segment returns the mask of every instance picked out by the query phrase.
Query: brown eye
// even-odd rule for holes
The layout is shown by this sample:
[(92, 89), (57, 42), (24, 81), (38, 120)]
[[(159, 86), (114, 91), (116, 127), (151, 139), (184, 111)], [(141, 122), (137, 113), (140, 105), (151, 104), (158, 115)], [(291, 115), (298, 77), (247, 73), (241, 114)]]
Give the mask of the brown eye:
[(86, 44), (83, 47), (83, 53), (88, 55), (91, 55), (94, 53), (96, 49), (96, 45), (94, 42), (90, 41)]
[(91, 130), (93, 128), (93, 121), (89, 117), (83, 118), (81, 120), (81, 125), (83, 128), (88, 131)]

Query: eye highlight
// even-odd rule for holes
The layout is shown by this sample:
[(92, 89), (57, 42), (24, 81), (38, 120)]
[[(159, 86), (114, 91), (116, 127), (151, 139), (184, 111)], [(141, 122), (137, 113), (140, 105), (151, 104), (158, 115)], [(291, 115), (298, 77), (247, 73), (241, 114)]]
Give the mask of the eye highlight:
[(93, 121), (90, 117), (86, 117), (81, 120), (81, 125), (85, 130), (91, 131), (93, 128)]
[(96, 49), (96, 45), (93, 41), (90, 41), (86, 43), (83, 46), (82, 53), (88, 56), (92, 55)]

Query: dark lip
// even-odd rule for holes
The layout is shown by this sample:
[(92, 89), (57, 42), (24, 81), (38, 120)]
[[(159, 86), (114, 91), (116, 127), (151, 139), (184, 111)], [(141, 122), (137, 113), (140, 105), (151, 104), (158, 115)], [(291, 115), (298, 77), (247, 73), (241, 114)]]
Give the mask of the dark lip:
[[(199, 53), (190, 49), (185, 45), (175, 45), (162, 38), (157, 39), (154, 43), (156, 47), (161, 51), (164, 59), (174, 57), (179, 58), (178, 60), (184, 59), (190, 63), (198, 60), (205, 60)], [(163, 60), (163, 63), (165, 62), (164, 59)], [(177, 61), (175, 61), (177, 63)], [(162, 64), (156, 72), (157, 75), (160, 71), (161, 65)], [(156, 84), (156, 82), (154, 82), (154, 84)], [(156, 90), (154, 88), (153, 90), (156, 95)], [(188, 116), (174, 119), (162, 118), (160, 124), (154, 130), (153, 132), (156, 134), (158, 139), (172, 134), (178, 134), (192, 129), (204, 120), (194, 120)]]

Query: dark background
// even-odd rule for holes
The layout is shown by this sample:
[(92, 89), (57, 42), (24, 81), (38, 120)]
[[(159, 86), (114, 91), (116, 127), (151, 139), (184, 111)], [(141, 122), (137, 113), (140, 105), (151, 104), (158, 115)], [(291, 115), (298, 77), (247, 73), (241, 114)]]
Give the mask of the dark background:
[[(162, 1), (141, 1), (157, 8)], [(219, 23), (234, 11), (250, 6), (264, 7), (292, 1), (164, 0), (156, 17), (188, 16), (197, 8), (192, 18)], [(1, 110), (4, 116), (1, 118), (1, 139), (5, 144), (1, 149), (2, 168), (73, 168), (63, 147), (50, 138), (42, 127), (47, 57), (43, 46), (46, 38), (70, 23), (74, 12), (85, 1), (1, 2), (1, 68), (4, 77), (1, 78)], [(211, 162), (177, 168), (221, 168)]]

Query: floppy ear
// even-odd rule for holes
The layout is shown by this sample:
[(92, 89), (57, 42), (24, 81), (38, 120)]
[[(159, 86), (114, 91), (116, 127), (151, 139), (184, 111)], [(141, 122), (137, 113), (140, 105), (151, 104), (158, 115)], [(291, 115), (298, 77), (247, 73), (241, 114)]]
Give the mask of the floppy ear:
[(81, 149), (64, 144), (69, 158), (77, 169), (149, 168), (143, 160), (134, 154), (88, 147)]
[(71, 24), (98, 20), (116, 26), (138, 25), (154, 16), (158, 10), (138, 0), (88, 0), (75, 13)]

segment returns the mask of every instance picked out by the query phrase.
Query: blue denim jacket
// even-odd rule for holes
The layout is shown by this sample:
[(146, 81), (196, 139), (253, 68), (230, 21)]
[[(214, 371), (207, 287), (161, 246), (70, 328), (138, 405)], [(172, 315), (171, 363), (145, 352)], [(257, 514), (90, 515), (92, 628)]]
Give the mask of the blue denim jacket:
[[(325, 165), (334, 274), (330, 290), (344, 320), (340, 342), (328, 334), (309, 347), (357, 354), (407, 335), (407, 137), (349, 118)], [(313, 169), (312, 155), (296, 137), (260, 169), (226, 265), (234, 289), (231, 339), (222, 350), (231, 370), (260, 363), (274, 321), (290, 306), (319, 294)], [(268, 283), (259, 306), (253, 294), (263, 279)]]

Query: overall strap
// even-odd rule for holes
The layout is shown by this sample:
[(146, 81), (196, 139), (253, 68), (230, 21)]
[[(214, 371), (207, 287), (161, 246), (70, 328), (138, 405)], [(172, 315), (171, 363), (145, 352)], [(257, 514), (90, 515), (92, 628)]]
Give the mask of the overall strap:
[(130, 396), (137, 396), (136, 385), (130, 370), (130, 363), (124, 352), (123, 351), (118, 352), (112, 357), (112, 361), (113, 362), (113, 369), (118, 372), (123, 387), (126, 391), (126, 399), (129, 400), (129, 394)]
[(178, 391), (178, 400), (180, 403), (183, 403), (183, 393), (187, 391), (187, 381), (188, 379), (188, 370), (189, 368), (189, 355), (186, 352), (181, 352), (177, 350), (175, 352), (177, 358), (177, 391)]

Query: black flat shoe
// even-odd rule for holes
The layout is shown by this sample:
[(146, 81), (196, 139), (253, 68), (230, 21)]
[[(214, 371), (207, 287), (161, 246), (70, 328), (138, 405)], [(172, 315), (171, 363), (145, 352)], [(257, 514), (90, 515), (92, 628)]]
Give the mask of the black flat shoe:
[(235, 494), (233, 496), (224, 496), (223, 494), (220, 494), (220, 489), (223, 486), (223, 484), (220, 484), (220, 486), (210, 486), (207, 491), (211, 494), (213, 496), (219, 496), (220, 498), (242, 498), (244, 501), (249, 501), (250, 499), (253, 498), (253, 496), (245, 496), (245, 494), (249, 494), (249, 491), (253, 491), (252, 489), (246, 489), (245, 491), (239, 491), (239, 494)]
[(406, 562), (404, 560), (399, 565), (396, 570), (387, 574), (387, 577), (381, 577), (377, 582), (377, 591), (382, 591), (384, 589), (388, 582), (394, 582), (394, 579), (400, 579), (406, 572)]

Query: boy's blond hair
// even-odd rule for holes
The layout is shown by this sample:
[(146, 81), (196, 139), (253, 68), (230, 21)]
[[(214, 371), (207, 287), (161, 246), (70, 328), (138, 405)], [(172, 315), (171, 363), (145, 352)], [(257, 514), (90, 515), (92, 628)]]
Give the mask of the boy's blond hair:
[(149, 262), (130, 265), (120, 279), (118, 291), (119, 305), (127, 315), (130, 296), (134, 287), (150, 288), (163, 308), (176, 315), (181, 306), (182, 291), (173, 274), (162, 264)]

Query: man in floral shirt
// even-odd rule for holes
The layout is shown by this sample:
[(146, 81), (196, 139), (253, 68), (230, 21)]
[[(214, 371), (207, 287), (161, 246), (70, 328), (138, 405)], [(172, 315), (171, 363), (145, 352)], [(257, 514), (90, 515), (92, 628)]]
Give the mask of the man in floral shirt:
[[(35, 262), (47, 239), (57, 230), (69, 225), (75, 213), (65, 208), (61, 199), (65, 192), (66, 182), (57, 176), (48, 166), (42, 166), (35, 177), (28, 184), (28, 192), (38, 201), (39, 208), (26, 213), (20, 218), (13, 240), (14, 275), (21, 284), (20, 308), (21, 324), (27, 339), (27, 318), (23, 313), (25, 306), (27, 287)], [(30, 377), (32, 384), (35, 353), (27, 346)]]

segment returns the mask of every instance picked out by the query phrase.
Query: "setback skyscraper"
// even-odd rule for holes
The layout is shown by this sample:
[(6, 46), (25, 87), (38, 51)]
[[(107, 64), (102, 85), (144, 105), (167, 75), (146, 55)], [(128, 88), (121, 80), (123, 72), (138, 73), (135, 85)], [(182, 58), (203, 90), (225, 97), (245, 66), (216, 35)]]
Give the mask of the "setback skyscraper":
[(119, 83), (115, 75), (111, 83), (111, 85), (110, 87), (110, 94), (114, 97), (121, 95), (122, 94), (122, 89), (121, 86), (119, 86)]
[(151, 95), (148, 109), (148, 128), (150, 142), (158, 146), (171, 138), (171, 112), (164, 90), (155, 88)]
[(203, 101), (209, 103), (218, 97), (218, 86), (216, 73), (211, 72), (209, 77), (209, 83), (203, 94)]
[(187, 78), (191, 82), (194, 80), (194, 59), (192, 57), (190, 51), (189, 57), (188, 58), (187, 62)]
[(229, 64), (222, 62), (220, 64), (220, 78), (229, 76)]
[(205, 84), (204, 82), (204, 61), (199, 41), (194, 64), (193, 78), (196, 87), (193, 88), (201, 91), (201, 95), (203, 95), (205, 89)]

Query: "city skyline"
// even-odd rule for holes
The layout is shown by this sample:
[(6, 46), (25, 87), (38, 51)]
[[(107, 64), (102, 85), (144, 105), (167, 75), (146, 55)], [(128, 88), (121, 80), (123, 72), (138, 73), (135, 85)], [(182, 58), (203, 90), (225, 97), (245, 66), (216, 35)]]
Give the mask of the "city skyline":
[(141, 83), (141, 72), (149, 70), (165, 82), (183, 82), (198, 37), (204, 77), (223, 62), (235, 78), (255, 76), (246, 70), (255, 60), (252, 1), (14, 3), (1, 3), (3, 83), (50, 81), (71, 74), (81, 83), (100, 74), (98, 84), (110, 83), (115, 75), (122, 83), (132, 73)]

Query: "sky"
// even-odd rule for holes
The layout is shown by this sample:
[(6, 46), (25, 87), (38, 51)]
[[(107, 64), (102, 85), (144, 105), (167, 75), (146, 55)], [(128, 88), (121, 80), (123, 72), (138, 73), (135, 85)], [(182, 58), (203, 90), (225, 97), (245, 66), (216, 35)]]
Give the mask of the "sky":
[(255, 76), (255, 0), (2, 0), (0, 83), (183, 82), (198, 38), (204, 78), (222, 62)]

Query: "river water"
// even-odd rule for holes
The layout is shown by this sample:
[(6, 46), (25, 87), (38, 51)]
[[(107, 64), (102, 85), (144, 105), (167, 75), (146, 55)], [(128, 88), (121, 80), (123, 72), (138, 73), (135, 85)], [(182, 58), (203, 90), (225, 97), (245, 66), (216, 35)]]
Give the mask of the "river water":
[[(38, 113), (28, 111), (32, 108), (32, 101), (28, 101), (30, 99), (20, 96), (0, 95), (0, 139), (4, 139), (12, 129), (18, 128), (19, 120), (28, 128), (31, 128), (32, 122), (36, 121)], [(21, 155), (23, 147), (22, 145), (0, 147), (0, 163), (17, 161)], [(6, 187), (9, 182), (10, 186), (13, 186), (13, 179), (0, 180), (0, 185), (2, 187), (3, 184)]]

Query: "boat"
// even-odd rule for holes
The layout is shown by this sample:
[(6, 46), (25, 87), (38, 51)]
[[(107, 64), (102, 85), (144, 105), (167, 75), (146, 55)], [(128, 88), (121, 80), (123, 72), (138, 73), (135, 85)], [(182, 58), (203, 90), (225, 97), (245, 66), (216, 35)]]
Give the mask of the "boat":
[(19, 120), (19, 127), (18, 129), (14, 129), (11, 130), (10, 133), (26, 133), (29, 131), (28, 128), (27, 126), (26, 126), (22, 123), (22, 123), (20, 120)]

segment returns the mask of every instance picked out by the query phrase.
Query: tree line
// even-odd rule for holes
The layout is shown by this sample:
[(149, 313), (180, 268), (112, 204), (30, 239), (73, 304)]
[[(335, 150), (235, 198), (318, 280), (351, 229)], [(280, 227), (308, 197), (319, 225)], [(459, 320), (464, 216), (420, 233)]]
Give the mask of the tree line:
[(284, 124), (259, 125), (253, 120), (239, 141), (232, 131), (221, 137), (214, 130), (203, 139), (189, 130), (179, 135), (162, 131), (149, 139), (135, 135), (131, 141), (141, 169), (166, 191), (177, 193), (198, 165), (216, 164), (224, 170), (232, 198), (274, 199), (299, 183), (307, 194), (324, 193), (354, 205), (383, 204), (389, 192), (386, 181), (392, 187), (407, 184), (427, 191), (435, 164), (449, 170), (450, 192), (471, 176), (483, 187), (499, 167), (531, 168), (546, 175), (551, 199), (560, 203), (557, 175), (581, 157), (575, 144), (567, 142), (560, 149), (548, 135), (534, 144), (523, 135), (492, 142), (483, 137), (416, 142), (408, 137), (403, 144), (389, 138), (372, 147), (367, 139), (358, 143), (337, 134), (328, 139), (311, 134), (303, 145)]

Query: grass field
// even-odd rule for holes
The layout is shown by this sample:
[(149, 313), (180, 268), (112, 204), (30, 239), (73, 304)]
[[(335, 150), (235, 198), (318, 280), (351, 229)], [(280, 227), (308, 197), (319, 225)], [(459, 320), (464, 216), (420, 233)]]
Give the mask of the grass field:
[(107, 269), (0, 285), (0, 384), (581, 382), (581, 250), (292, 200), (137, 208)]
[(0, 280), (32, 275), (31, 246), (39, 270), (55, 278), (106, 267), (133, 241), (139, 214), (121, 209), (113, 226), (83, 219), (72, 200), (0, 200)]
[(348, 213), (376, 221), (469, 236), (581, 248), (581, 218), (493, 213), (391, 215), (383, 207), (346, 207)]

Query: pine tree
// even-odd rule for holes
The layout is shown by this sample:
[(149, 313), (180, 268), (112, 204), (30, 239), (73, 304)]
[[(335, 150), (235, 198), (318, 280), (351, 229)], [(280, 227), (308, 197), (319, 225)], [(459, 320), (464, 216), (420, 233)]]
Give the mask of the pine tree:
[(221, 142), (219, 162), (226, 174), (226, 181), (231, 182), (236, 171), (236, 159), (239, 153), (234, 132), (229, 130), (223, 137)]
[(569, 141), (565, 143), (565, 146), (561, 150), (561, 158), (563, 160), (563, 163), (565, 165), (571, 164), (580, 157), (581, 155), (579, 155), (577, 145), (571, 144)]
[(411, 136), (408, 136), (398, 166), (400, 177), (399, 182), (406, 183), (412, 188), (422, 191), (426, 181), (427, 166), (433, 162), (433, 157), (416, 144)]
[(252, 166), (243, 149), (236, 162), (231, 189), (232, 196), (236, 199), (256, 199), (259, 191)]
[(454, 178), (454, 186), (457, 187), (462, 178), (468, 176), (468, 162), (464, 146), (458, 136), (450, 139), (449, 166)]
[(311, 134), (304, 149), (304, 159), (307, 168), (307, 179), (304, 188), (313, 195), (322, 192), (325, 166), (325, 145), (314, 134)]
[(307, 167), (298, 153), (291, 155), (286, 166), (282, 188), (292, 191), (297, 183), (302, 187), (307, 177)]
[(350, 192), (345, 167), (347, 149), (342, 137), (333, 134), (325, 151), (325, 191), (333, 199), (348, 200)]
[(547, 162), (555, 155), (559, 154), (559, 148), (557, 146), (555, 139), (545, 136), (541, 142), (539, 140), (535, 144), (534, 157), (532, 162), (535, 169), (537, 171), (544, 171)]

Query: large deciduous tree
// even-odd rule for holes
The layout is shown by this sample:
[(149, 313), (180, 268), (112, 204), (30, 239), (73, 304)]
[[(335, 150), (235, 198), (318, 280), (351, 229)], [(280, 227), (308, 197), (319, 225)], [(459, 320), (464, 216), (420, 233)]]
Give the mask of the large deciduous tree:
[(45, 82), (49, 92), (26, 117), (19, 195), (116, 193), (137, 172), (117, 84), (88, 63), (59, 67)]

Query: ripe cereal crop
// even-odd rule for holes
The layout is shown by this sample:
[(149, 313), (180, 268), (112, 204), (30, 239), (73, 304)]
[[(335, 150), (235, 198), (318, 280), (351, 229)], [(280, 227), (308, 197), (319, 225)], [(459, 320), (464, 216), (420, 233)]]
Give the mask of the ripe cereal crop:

# WHAT YOU HAVE TO DO
Format the material as a Markdown table with the columns Row and Line. Begin with its first line, continue through the line containing "120), (194, 120)]]", and omit blank lines.

# WORKED SOLUTION
| Row | Line |
|---|---|
| 1 | segment returns the mask of every instance picked out by the query phrase. |
| 2 | Query: brown eye |
| 3 | // even-odd rule for holes |
| 4 | The layout is shown by this sample: |
| 5 | [(92, 89), (57, 42), (24, 81), (38, 120)] |
| 6 | [[(159, 86), (114, 91), (116, 127), (151, 139), (184, 111)], [(141, 122), (137, 113), (140, 105), (151, 104), (158, 115)], [(291, 115), (298, 77), (247, 73), (241, 114)]] |
| 7 | Give the mask of the brown eye: |
| 8 | [(86, 44), (83, 47), (83, 53), (88, 55), (91, 55), (94, 53), (96, 49), (96, 45), (94, 42), (90, 41)] |
| 9 | [(91, 130), (93, 128), (93, 121), (89, 117), (83, 118), (81, 120), (81, 125), (83, 128), (88, 131)] |
| 10 | Query: eye highlight |
| 11 | // even-odd rule for holes |
| 12 | The layout is shown by this sample: |
| 13 | [(92, 89), (57, 42), (24, 81), (38, 120)] |
| 14 | [[(159, 86), (114, 91), (116, 127), (151, 139), (184, 111)], [(141, 122), (137, 113), (140, 105), (151, 104), (158, 115)], [(291, 115), (298, 77), (247, 73), (241, 114)]] |
| 15 | Give the mask of the eye highlight: |
| 16 | [(93, 121), (90, 117), (86, 117), (81, 120), (81, 125), (85, 130), (91, 131), (93, 128)] |
| 17 | [(96, 49), (96, 45), (93, 41), (90, 41), (86, 43), (83, 46), (82, 53), (88, 56), (92, 55)] |
| 18 | Query: dark lip |
| 19 | // even-odd rule for holes |
| 20 | The layout is shown by this sample: |
| 21 | [(92, 89), (57, 42), (24, 81), (38, 120)] |
| 22 | [[(159, 86), (114, 91), (116, 127), (151, 139), (184, 111)], [(141, 122), (137, 113), (140, 105), (151, 104), (158, 115)], [(291, 115), (298, 77), (247, 73), (241, 114)]] |
| 23 | Give the mask of the dark lip: |
| 24 | [[(199, 53), (190, 49), (185, 45), (175, 45), (162, 38), (157, 39), (154, 43), (156, 47), (161, 51), (164, 59), (174, 57), (179, 58), (178, 60), (184, 59), (190, 63), (198, 60), (205, 60)], [(163, 60), (163, 63), (165, 62), (164, 59)], [(177, 61), (175, 61), (177, 63)], [(162, 64), (156, 72), (157, 75), (160, 71), (161, 65)], [(156, 84), (156, 82), (154, 82), (154, 84)], [(156, 90), (154, 88), (153, 90), (156, 95)], [(188, 116), (174, 119), (162, 118), (160, 124), (154, 130), (153, 132), (156, 134), (158, 139), (172, 134), (178, 134), (192, 129), (204, 120), (194, 120)]] |